## ПИСЬМЕННОЕ ЗАДАНИЕ
Выпишите фамилии всех людей, которых называет отрывок о генерале Слащове.

## ОТРЫВОК ТЕКСТА
Но Врангелю удалось погасить бунт быстро и без лишнего шума. Очевидно, он убедил Кутепова в нецелесообразности подобных действий и предоставил ему полную власть над самыми стойкими кадрами Армии, размещенными в Галлиполи, себе же оставил защиту нужд и интересов русских беженцев перед союзным командованием в Константинополе. В этом распределении ролей для генерала Слащова не было места, и он исключается из состава Армии.
Новым ударом для него стала резолюция «собрания русских общественных деятелей», призывающая во имя продолжения борьбы с большевизмом сплотиться вокруг Врангеля. Слащов в письме к председателю собрания повторил упреки, брошенные им ранее Главнокомандующему, но они не были услышаны. Врангель же, созвав «суд чести старших офицеров Русской Армии», 21 декабря уволил генерала Слащова-Крымского от службы «без права ношения мундира».
Возмущенный Слащов доказывал, что приказ был незаконным. Теперь генерал дрался в одиночку, и следующим его ударом стал выпуск в январе 1921 года книги «Требую суда общества и гласности (Оборона и сдача Крыма)», в которой он настаивал на моральном осуждении Главного Командования. Книга привлекла к себе внимание публики, и в глазах «общества», к которому апеллировал Слащов, два генерала окончательно стали антиподами. И тем не менее громом среди ясного неба оказался следующий шаг «генерала Крымского», в первой половине ноября 1921 года неожиданно уехавшего из Константинополя… в Советскую Республику.

## ИСХОДНЫЕ ДАННЫЕ
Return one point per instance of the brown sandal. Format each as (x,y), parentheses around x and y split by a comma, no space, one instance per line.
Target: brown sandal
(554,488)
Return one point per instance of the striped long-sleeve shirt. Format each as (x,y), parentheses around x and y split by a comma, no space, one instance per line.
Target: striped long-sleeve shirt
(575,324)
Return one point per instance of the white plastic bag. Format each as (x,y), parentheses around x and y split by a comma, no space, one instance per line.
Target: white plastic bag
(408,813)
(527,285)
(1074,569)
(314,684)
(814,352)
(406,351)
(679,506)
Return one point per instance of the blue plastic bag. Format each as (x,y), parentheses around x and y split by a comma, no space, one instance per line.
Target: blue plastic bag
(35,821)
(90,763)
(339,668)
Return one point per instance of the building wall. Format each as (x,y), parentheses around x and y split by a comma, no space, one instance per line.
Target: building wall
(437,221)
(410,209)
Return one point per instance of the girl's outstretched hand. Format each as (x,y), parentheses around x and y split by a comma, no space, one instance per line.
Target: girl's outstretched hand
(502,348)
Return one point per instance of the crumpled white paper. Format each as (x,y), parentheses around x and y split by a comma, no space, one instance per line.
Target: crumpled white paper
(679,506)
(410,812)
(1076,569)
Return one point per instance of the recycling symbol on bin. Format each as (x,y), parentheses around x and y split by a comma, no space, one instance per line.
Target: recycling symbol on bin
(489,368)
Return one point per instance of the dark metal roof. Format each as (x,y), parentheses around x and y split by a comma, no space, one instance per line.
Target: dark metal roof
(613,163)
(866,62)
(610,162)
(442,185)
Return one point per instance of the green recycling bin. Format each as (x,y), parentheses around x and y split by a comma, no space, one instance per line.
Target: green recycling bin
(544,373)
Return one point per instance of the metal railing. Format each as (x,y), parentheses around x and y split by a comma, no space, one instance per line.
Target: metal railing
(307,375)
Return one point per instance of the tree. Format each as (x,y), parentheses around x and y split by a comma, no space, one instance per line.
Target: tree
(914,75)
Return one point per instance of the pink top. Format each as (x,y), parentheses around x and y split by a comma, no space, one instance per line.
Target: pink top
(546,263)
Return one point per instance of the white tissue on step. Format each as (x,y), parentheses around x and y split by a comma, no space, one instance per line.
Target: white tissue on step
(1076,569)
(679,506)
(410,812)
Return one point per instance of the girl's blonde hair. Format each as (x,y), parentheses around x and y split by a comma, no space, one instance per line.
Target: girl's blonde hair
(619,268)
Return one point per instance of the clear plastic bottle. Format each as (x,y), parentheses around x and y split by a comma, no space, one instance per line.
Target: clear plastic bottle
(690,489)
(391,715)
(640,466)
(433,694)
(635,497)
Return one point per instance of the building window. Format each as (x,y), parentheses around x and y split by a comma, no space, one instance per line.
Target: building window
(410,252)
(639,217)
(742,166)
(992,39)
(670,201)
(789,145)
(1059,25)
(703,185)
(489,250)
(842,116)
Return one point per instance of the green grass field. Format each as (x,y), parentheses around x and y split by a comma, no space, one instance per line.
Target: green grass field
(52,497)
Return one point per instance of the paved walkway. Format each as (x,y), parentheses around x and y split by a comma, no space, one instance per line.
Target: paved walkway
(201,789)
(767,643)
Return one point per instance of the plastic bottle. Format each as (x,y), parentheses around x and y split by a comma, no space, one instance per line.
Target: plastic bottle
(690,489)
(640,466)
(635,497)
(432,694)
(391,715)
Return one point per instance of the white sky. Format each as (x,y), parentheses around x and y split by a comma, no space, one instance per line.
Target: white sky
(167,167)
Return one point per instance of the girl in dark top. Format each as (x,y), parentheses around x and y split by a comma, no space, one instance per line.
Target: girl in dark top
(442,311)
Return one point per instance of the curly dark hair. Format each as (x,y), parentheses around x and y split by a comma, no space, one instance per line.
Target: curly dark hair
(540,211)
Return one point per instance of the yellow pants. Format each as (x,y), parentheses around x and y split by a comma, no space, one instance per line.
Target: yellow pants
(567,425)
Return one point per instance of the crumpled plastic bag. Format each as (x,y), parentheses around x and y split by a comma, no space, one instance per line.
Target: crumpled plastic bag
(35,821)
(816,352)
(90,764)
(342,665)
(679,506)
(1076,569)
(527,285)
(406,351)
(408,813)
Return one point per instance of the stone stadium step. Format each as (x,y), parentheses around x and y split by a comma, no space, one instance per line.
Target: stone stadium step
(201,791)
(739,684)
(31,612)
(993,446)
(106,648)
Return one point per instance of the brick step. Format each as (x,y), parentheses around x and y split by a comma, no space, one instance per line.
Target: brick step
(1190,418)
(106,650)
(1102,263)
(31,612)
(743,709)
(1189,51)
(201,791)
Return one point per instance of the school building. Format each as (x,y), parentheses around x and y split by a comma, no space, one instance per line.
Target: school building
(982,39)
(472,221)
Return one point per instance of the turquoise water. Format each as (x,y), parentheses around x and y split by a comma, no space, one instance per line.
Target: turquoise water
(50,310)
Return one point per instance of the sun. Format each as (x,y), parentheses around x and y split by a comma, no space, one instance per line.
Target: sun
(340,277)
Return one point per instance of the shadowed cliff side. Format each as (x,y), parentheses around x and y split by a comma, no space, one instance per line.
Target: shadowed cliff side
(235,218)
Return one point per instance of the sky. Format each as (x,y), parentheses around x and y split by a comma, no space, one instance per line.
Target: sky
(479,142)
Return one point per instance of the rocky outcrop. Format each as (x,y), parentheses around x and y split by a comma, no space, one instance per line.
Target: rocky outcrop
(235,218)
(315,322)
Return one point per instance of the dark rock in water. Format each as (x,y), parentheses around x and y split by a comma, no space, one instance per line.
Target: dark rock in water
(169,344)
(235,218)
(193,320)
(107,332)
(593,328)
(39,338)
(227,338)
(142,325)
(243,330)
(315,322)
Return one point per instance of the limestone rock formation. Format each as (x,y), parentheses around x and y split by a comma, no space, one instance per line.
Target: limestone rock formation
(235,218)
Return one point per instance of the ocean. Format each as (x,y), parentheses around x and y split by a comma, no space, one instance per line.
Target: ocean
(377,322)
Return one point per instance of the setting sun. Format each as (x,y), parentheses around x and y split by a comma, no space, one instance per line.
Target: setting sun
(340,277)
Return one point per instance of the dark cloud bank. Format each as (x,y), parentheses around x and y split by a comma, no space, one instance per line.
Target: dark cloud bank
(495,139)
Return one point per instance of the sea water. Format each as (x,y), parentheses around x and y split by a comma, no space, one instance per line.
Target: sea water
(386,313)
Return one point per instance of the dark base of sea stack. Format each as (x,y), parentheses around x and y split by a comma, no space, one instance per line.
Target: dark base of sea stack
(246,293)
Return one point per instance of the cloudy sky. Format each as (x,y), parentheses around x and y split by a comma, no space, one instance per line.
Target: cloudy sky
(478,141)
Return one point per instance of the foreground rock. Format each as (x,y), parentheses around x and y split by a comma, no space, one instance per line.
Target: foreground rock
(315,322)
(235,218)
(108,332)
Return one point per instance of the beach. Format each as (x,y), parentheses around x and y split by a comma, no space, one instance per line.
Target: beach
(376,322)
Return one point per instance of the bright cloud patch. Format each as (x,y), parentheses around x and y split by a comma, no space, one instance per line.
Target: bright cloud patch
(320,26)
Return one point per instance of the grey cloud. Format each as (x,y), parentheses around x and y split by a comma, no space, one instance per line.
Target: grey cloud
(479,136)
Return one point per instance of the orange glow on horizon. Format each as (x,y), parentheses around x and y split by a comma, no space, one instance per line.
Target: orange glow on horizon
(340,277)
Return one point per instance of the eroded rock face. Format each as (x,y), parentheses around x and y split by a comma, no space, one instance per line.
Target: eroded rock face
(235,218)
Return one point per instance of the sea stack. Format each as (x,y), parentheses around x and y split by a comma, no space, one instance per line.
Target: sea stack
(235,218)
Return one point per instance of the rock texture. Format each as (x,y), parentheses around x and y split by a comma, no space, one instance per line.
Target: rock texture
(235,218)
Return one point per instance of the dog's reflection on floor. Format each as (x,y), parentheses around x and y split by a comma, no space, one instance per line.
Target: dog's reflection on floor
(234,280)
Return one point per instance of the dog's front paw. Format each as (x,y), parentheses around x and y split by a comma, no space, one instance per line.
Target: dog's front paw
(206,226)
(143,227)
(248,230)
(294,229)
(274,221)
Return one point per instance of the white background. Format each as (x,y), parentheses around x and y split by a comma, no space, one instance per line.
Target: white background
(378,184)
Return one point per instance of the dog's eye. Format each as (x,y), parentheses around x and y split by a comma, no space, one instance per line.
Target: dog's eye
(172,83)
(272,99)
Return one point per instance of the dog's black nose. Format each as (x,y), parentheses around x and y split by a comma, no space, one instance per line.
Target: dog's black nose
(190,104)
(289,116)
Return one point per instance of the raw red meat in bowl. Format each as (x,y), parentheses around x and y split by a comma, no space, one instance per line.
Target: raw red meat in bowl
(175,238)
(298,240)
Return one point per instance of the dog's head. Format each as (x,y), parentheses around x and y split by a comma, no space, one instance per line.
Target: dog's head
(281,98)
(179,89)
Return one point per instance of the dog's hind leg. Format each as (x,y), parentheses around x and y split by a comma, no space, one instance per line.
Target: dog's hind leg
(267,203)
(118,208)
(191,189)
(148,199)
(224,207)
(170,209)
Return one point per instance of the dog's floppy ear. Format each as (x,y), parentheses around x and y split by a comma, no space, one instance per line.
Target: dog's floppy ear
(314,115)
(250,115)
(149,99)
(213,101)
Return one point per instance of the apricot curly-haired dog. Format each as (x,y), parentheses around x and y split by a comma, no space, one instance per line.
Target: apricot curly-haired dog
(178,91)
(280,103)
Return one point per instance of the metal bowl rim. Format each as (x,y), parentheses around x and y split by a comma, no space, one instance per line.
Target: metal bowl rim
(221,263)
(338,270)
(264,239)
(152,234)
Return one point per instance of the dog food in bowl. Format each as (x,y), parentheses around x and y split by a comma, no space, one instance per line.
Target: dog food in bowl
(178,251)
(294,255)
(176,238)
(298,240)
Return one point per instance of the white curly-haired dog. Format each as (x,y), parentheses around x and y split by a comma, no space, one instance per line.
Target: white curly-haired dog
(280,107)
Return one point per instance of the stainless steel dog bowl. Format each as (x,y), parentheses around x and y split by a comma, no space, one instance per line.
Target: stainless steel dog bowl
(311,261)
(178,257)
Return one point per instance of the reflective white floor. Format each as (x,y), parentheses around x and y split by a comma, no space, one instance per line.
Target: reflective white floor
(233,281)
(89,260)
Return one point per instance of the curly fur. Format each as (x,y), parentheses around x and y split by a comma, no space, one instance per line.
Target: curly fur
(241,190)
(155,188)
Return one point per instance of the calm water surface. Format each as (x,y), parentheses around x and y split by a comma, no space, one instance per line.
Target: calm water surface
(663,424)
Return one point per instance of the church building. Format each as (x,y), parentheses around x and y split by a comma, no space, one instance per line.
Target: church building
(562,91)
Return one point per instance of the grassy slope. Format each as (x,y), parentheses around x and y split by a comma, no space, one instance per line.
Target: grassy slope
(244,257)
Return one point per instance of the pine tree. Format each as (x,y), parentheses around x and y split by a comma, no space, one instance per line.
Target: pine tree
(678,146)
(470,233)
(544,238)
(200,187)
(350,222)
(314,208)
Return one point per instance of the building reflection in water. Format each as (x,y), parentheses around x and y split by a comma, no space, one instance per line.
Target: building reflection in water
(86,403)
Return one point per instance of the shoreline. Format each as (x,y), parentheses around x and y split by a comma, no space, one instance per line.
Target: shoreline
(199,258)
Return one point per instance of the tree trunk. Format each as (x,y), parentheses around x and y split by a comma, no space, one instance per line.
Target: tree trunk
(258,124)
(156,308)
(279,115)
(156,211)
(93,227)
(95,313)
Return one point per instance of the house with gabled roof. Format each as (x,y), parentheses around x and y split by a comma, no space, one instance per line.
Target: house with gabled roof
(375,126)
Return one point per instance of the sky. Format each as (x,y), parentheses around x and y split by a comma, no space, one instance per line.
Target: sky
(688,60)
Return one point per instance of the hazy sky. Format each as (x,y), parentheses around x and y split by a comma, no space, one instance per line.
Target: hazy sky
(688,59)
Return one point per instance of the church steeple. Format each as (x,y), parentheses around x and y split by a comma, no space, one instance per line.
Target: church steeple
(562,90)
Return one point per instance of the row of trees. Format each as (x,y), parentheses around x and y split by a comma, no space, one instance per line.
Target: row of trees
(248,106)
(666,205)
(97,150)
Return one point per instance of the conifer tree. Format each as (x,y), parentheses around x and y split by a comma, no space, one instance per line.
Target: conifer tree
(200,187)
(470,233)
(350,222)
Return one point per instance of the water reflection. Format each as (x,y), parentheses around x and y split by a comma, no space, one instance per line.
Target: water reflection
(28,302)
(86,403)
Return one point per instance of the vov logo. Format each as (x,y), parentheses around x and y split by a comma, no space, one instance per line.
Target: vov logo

## РЕШЕНИЕ НИЖЕ
Врангель, Кутепов, Слащов (в отрывке также Слащов-Крымский).